» **Excerpt provided**:
-=-=-
Minnesota Secretary of State Steve Simon (left) presented Winona State University Student Senate President Ben Ellgen with a trophy for winning the state-wide Ballot Bowl, a voter-registration competition among colleges.
by CHRIS ROGERS
Holden Sill knocked on strangers’ doors last fall and got a lot of rejections. “Half of the time, they wouldn’t answer. They’d just look out and say, ‘Oh I don’t know you, I’m not answering,’” he recalled.
Sill was going door-to-door in the dorms — not for any particular candidate, but just to get his fellow Winona State University students to vote, period.
Young people are less likely to vote. It’s a general rule that has held true for decades. Only 17-percent of U.S. citizens age 18-24 voted in the 2014 midterms, according to the U.S. Census Bureau. Over 16 million young people stayed home.
At Winona State University (WSU), students and faculty worked hard last year to change that. Sill and dozens of other students went door-to-door, tabled on campus, canvassed on social media, and even drove students to the polls in an effort to get as many students as possible to register and vote.
“Whenever you see someone tabling, you always avoid eye contact,” WSU Student Senate President Ben Ellgen said. “I think once you get over that initial barrier, students are really receptive,” he explained.
“You have to yell at people,” WSU Student Senate Vice President Lizzie Casey said, half-joking, about getting students’ attention while tabling. “You have say, ‘Hey! Do you want to register to vote?’”
For all the rejections, their work paid off. A coalition of WSU student and faculty groups registered 1,056 students to vote last fall — 16.3 percent of the student body. WSU registered more new voters than any other Minnesota State school and — for the second time in three election cycles — won the Minnesota Secretary of State’s Ballot Bowl competition.
“This is not a fluke. It’s a streak,” Secretary of State Steve Simon told WSU students as he presented them with a trophy last week.
Professor Kara Lindaman helped organize the voter registration drive. “The best thing about Winona State University is that student and community engagement is in our blood,” she said. “It’s part of the institutional culture, and we don’t accomplish any of this without all of us.”
WSU students’ efforts contributed to a nationwide surge in young voter participation in the 2018 midterms — which nearly doubled from 17 percent in 2014 to 30 percent last year, according to the Census Bureau.
-=-=-
» **Task statement**:
Carry on the article about the Winona State University student voter drive, starting after its last sentence. The items that come next have nothing to do with the article.
-=-=-
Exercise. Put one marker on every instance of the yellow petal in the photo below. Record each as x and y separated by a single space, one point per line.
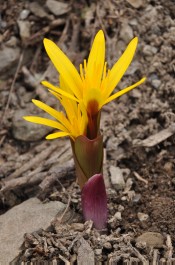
58 90
64 66
123 91
56 135
96 60
44 121
54 113
121 66
93 100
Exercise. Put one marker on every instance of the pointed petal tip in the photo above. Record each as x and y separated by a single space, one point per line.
100 35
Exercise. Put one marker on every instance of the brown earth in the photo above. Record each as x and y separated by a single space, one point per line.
138 128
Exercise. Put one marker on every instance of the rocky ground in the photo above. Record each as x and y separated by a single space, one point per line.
138 129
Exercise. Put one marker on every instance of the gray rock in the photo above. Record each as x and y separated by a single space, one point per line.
37 10
24 29
26 217
24 14
28 131
136 3
117 178
8 58
126 33
142 216
12 42
149 50
57 8
156 83
151 239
-=-=-
» **Answer space**:
“Talking to a lot of the students, that was the first time they had ever voted in their life and they just had that nervous, excited energy,” Ellgen said.
“We’ve kind of grown up in a different generation with more polarization that has maybe made people disenchanted with the electoral process,” Casey said of her generation. “But I do think progress has been made in realizing, yes, voting is important.”
“I think a lot of people my age, they really care and want to be involved, but a lot of the time what discourages them is they don’t want to make the wrong decision or be uninformed or dumb … They want to participate, but they want to make the right decision,” Sill said. To educate voters and make people feel confident about voting, Sill passed out information on all of the candidates and WSU groups hosted political forums where state-wide candidates came to Winona to explain their positions.
At last week’s event, Minnesota State Representative Gene Pelowski (D-Winona) cited a report that nearly half of the members of Education Minnesota — Minnesota’s teacher union — did not vote in the last election. “When you have half of the biggest education union in this state not voting, we have a problem,” he stated.
“I think now more than ever it’s important that we’re being engaged, being educated, and voting,” Ellgen said. “Because we all know how important it is.”
Minnesota’s presidential primary elections are coming up on March 3, 2020. For information on how to register to vote, visit sos.state.mn.us or contact the local elections office. In Winona County, that is the Winona County Auditor-Treasurer’s Office located at 177 Main Street and available by phone at 507-457-8830.